§ **THE DATA**:
+---+

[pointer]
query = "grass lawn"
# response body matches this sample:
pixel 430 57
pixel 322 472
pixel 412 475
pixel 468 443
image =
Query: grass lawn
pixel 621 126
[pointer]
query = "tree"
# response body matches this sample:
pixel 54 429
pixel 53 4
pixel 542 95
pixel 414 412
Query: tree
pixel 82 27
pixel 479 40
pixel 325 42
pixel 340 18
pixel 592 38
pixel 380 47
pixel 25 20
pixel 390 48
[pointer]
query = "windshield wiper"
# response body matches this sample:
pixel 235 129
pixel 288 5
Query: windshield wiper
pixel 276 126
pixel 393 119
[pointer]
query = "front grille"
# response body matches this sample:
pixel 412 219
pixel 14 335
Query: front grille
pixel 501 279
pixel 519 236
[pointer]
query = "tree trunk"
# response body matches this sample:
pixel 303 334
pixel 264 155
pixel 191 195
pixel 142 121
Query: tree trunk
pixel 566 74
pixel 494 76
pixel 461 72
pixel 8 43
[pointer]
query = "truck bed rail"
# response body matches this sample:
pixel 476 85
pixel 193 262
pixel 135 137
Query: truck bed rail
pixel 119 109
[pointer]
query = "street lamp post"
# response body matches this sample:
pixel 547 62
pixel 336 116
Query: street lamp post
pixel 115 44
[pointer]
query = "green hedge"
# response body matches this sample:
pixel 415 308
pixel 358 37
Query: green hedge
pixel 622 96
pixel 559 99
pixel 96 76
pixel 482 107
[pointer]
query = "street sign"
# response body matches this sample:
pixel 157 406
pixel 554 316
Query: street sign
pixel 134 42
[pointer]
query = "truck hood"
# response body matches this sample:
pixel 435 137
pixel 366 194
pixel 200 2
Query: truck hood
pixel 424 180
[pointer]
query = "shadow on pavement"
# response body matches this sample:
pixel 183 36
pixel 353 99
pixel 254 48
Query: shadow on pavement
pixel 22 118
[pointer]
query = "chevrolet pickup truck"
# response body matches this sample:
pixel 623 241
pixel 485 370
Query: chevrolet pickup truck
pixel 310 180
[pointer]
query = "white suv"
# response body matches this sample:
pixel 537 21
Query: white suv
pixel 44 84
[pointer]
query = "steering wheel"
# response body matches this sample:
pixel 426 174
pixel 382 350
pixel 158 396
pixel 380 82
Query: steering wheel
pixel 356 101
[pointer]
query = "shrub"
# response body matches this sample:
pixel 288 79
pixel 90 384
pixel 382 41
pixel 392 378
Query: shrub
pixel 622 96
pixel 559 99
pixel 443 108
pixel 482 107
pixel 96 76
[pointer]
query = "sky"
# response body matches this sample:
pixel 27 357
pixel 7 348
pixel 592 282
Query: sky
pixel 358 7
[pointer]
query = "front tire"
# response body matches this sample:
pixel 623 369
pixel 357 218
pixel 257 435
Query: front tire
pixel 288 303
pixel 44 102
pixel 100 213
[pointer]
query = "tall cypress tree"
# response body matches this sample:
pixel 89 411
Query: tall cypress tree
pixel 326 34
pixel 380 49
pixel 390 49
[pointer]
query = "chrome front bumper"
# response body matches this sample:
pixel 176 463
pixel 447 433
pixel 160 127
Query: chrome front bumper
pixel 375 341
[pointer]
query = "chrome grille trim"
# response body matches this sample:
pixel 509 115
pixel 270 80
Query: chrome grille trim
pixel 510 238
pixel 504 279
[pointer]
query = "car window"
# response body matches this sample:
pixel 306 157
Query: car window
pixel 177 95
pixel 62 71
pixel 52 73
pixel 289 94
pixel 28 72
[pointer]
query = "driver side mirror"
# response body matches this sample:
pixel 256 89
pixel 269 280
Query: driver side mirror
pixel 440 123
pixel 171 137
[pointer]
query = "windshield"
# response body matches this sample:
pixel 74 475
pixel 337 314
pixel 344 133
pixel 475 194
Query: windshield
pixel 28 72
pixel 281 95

+---+

§ **DIRECTIONS**:
Reproduce everything from the beginning of the rows down to the line containing "pixel 390 48", with both ends included.

§ **RESPONSE**:
[pointer]
query = "grass lawn"
# response body matches this sample:
pixel 430 57
pixel 322 472
pixel 412 475
pixel 468 443
image =
Query: grass lawn
pixel 621 126
[pointer]
query = "tree"
# response body matches this sample:
pixel 54 429
pixel 53 4
pixel 542 95
pixel 414 412
Query: tree
pixel 82 27
pixel 479 40
pixel 325 42
pixel 340 18
pixel 592 38
pixel 380 47
pixel 25 20
pixel 390 48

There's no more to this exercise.